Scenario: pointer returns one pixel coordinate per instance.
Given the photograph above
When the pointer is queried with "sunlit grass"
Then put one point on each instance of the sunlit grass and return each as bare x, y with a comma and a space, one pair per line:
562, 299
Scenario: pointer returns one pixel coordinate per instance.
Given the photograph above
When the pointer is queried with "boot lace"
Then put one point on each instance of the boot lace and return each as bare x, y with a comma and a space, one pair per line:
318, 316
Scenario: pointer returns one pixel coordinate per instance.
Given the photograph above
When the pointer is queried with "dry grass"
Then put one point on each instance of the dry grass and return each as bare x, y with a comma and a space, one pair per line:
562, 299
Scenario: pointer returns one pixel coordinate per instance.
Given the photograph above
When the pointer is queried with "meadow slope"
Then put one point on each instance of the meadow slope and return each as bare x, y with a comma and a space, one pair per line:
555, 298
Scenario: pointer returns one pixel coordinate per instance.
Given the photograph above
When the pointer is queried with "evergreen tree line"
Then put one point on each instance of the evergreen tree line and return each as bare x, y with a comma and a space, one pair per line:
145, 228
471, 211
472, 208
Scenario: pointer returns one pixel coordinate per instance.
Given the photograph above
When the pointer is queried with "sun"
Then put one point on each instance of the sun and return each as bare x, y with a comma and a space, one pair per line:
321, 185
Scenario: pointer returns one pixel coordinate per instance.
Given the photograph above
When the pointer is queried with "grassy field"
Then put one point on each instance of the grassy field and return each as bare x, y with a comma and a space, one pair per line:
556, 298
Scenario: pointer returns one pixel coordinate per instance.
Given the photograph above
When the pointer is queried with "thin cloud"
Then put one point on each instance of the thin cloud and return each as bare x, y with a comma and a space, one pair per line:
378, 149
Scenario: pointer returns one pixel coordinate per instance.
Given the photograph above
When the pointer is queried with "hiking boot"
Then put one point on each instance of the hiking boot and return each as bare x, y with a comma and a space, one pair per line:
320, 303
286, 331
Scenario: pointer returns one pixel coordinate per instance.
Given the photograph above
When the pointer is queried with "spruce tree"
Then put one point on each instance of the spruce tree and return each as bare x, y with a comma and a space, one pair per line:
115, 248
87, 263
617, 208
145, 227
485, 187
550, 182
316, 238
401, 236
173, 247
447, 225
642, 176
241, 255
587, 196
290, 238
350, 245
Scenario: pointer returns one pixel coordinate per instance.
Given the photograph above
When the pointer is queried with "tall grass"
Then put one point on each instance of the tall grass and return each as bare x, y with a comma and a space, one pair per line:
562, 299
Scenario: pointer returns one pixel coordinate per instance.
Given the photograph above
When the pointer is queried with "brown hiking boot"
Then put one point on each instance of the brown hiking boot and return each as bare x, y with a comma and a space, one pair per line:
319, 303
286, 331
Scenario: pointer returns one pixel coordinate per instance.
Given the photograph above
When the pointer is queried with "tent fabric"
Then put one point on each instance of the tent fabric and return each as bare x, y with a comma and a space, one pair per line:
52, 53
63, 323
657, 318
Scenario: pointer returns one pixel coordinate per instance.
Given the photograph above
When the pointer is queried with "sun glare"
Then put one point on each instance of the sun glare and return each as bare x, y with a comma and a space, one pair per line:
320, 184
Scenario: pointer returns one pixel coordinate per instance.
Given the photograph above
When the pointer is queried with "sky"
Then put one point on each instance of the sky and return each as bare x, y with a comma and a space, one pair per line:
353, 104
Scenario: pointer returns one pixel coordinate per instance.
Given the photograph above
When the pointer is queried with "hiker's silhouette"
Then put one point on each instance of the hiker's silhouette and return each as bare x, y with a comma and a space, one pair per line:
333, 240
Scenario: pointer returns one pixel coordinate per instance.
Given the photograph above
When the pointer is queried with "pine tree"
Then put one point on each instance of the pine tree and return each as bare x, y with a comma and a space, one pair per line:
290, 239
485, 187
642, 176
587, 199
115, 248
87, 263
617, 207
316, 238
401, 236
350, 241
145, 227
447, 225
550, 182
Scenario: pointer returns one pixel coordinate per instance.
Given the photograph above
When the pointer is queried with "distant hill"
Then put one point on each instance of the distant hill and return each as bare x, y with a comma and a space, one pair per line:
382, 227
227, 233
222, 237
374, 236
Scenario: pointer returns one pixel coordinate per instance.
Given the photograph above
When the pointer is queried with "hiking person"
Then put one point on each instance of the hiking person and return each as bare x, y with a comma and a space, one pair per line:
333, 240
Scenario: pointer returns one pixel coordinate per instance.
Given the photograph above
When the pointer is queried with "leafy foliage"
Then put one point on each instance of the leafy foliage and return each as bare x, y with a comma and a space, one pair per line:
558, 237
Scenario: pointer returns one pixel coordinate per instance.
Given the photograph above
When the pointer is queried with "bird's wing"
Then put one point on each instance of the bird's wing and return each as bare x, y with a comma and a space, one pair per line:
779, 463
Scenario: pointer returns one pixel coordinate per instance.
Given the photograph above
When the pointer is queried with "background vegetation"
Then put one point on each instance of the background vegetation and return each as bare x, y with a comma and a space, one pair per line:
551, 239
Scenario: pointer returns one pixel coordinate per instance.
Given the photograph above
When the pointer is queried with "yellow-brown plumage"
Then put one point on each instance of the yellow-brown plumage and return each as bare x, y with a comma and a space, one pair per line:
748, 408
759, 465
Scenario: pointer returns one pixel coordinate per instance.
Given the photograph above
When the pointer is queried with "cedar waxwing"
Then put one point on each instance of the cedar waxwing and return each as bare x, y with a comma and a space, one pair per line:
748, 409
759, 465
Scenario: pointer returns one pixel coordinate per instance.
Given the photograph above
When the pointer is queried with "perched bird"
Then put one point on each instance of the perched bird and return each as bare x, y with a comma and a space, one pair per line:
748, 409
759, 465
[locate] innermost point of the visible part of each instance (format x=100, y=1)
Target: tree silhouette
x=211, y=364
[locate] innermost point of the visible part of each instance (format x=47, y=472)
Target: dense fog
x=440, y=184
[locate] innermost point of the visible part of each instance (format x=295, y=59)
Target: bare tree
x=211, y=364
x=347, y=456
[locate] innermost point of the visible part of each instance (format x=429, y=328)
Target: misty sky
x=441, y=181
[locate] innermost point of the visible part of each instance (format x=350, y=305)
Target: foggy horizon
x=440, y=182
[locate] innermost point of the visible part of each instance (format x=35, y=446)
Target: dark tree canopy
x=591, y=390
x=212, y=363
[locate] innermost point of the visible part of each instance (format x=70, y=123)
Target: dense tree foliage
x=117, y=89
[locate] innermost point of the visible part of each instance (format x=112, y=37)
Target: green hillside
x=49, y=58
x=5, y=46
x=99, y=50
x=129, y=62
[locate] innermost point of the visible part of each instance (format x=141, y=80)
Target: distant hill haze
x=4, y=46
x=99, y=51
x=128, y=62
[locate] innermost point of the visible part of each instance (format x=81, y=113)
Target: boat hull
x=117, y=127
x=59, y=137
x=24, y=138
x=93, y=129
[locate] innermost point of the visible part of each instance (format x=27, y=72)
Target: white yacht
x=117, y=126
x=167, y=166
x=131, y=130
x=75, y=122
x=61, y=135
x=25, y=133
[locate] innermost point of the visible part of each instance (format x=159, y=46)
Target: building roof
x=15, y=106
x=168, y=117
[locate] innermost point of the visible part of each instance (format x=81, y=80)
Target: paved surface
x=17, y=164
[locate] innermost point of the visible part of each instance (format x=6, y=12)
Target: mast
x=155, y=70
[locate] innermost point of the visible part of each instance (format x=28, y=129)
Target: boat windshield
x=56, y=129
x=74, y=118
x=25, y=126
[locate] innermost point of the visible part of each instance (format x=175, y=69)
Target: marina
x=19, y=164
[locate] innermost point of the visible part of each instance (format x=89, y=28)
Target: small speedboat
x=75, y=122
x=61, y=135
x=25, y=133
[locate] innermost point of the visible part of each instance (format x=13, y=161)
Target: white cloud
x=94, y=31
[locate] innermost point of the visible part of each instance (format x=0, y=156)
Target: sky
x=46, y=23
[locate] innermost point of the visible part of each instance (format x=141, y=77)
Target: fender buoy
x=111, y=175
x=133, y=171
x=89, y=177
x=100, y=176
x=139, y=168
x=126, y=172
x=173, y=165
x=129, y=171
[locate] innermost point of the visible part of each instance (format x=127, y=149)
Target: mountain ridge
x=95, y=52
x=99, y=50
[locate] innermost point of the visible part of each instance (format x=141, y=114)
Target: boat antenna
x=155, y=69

* Stated goal: Rewrite the records from the line containing "(format x=127, y=149)" through the end of the records as a JSON list of strings, one string per line, omitting blank lines.

* Complete response:
[
  "[locate] innermost point of the visible part of each instance (format x=127, y=149)",
  "Target: mountain ridge",
  "x=95, y=52",
  "x=99, y=50",
  "[locate] innermost point of the visible part of each instance (format x=141, y=114)",
  "Target: boat antenna",
  "x=155, y=69"
]